__Task list__:
1. From the passage on 3D printing for spare parts, list each spare parts issue it names as one that 3D printing can help address.
2. Pick up the passage on 3D printing for spare parts after its last sentence and carry it on for a few more sentences.
:: Selected extract
3D Printing can help various industries address their spare parts issues, such as old parts, obsolete parts, low volume parts, long-tail performance, etc. 3D Printing can help create significant value for your enterprise.
Currently, spare parts manufacturers cannot meet their customers’ needs; 47% of customers have looked into 3D Printing their parts. In the next five years, 85% of spare parts suppliers will incorporate 3D Printing into their business.
Suppliers across the globe face a lot of difficulties in maintaining and store spare part inventory. The profit margins are positively affected due to the high operational costs needed to manage the inventory.
Buying spare parts also causes a lot of money to the customer since the production and operational costs are high.
Sometimes, the spare parts’ designs are so intricate that local manufacturers depend on foreign manufacturers because the operational process is significantly affected, and the parts are not produced or delivered on time.
::::
:: Information shown
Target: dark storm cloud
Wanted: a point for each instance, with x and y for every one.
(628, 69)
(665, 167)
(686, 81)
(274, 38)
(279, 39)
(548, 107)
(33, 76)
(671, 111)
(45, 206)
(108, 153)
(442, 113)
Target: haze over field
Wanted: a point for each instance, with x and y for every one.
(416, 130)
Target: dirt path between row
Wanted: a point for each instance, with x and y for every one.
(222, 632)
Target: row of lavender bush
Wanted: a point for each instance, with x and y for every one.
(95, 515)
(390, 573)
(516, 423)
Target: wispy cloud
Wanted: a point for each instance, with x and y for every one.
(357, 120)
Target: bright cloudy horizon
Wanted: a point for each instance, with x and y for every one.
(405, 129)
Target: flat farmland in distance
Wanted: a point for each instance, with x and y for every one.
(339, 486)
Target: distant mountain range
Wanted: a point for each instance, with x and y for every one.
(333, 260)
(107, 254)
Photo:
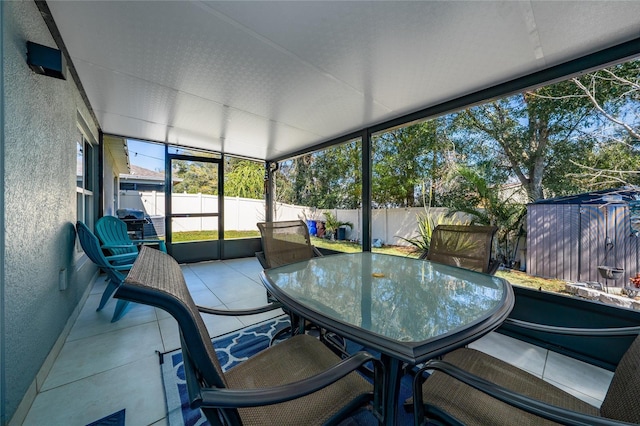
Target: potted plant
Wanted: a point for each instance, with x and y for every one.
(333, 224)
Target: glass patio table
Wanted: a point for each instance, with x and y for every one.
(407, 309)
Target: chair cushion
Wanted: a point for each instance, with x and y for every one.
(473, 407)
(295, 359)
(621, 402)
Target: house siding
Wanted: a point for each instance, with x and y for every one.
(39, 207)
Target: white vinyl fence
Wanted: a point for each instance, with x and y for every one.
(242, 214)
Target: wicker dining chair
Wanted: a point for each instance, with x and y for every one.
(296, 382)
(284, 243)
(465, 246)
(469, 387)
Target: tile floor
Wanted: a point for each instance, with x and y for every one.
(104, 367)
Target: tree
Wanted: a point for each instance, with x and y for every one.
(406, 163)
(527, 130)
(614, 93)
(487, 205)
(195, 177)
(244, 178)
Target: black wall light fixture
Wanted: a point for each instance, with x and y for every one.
::::
:: Information shown
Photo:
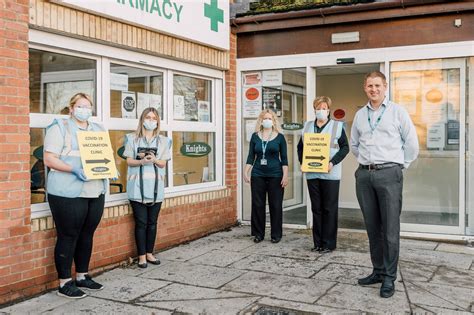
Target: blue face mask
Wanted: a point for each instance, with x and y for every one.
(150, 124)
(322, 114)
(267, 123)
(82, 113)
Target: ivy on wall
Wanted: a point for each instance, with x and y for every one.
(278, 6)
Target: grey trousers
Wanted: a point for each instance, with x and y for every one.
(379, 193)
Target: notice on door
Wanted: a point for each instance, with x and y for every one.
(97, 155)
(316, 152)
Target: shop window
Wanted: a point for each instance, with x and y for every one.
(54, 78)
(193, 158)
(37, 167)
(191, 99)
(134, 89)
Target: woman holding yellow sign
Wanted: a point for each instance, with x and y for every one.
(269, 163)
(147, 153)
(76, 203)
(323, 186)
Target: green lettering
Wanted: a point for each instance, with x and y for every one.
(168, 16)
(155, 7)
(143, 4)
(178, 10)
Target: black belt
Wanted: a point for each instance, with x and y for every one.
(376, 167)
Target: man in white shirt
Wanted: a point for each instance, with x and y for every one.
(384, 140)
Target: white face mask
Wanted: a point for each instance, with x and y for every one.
::::
:: Information shown
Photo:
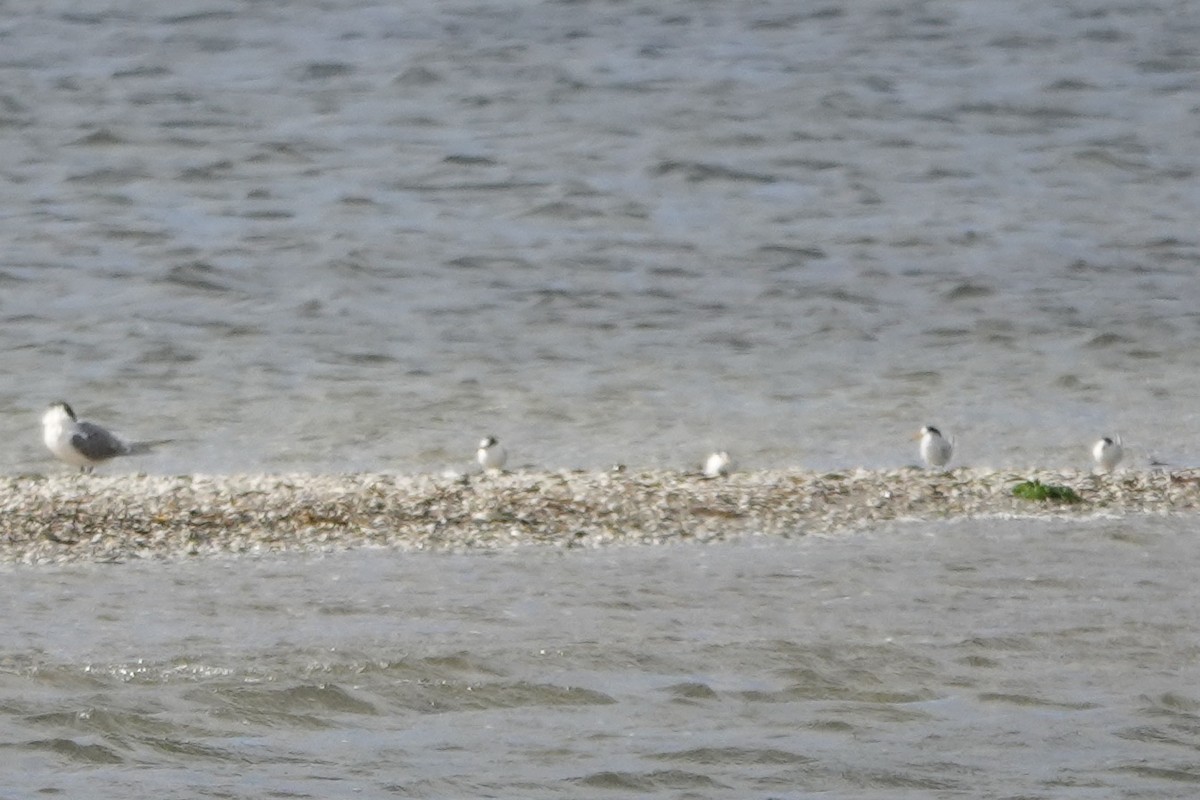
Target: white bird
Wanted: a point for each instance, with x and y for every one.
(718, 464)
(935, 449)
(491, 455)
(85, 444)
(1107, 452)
::::
__Per-task outputs__:
1.
- Old parts
- Obsolete parts
- Low volume parts
- Long-tail performance

2.
We are well aware that traditional spare part manufacturing techniques like casting, milling cause a lot of material wastage. Only 30-60% of the material is used to design and produce, and the rest of the 70-40% block is disposed of. But 3D Printing reduces wastage by 95%, allowing the companies to take up a big project. It helps them save up on the production costs and provide cost-friendly parts.
The aviation industry is adopting 3D Printing for its spare parts. Aircraft manufacturers are investing in 3D Printing to reap its numerous benefits like digital inventory.
The automotive industry is adopting 3D Printing at a massive scale for their spare parts. World-famous car manufacturers Mercedes-Benz and BMW are leading the way in embracing 3D Printing. For example, BMW has set up a 3D metal printing start-up, whereas Mercedes Benz prints 3D spare parts for their freight trucks.
The rail industry invests in 3D Printing of spare parts with Deutsche Bahn and Siemens pursuing the technology. Siemens reports that printing spare parts has reduced costs and decreased dependency on suppliers to manufacture parts when it needs them.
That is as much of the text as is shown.